Reproduce word for word the part of the blog post on training a classifier starting at "I’m working with" and ending at "if you wanted).".

PASSAGE SHOWN>
..........
Day 81: Creating a Model
Today is going to be a long day. I’m training a model using some data I’ve collected. Now, depending on your background that sentence either meant something to you or was complete gibberish. In either case, let’s talk about what I’m doing, even though I can’t get into specifics about my data.
I’m the black sheep of the lab, I work in a brain-machine interface lab and I do not work with the brain and I do not create the machines we interface with. To be fair, I am doing neural-machine interface work, just not the same stuff the rest of the lab is working on. Today is training day and my computer is doing the heavy lifting as I’m typing this.
For those without a background in machine learning (which is really a fancy way of saying optimization, I mean come on), I’m feeding binary data into a classifier to create a predictive model using a bunch of data I have that I’ve labeled into my two classes.
Now in this case a class is just whatever you want, red/blue, up/down, on/off, these are binary class examples. In my case, I’ve sorted my data, gave it a label, and am currently feeding it into an algorithm for it to determine the best way to seperate the two classes.
There are several ways to do this, linear classifiers, which will draw a straight line (hence linear) down the two classes to divide them as best as possible, if the data point falls on one side of the line it is in that class, if it falls on the other, it belongs to the other class. This works well in lots of cases, but I’m not getting the results I want from it. I’m aiming for ~95% classification accuracy and I’m hitting a (in comparison) paltry 76.8%.
So now it’s off to non-linear classifiers, where the algorithm will draw a nice wavy line (for lack of a more technical term) to segment my data classes. This is more accurate in a lot of cases because your data are not going to be grouped in two distinct classes (more often than not), you are going to end up with overlap, sometimes significant overlap, so drawing a non-linear line (or multi dimensional plane really) will let you better break up the overlap. The trade off is that this can take forever.
I’m working with 101 dimensional data, now don’t confuse that with spatial dimensions, in this case a dimension just means a different type of measurement. So if we wanted to classify apples and oranges we could have several dimensions, for example color, shape, size, weight, texture, etc. These would all be different dimensions, so don’t think it has to be limited to spacial dimensions (although you can include those too if you wanted).
To be fair, this isn’t a very high dimensional dataset, I could have 1000’s of dimensions if I wanted or I could use math (specifically principle component analysis or PCA) to determine which of my dimensions are most significantly contributing to the classification, for example if we go back to our apples and oranges classifier, weight might not be a very good way to predict apples and oranges, they may have the same range of weights, so PCA might get rid of that dimension since it isn’t helping.
..........
SOURCE MATERIAL>
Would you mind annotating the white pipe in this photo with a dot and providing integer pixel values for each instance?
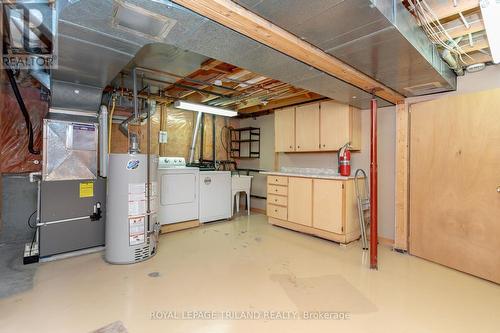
..........
THE SOLUTION>
I’m working with 101 dimensional data, now don’t confuse that with spatial dimensions, in this case a dimension just means a different type of measurement. So if we wanted to classify apples and oranges we could have several dimensions, for example color, shape, size, weight, texture, etc. These would all be different dimensions, so don’t think it has to be limited to spacial dimensions (although you can include those too if you wanted).